### WHAT IS ASKED
Rewrite every line in the stretch from the line containing "Where can you see the dark" through the end of the material, requests included, and add 17 to each coordinate in the answers.

(Labeled point records)
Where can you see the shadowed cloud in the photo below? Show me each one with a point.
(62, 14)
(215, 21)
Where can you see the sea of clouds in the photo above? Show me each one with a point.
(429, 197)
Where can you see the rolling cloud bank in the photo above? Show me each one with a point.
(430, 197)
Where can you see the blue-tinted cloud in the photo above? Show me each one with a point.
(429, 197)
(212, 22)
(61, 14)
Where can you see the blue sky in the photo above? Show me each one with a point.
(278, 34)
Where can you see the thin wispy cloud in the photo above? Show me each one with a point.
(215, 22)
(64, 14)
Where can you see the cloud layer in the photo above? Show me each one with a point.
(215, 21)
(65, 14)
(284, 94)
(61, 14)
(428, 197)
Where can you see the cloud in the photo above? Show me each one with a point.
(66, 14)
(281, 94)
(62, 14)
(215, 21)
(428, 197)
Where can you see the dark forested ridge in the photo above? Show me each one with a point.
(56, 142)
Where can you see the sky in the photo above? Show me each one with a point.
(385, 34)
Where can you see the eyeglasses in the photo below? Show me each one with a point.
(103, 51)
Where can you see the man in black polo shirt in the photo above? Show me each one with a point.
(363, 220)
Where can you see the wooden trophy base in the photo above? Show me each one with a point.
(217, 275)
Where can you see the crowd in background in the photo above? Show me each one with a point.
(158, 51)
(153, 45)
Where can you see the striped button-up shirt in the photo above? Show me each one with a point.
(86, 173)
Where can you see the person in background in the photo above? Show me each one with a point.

### EXPECTED ANSWER
Where can you see the dark forested ridge in the photo above? Show me each one with a point.
(73, 159)
Where can you see the sky in the photo above? Show me each one with a point.
(402, 51)
Where can you see the eyeglasses in the photo below? Show me each one with a point.
(120, 68)
Where can you see the man in black polo shirt in the photo above? Show me each one with a point.
(380, 237)
Where can you see the wooden trophy base in the photo above? Show me each one with a point.
(234, 292)
Where can you see the crowd in background in the photo above? Show me each one with a point.
(175, 68)
(170, 62)
Where can you see the striped button-up shirt in the photo above? Show me each one with a point.
(103, 190)
Where can you see the person in background in the photo above? Show me each one with a point.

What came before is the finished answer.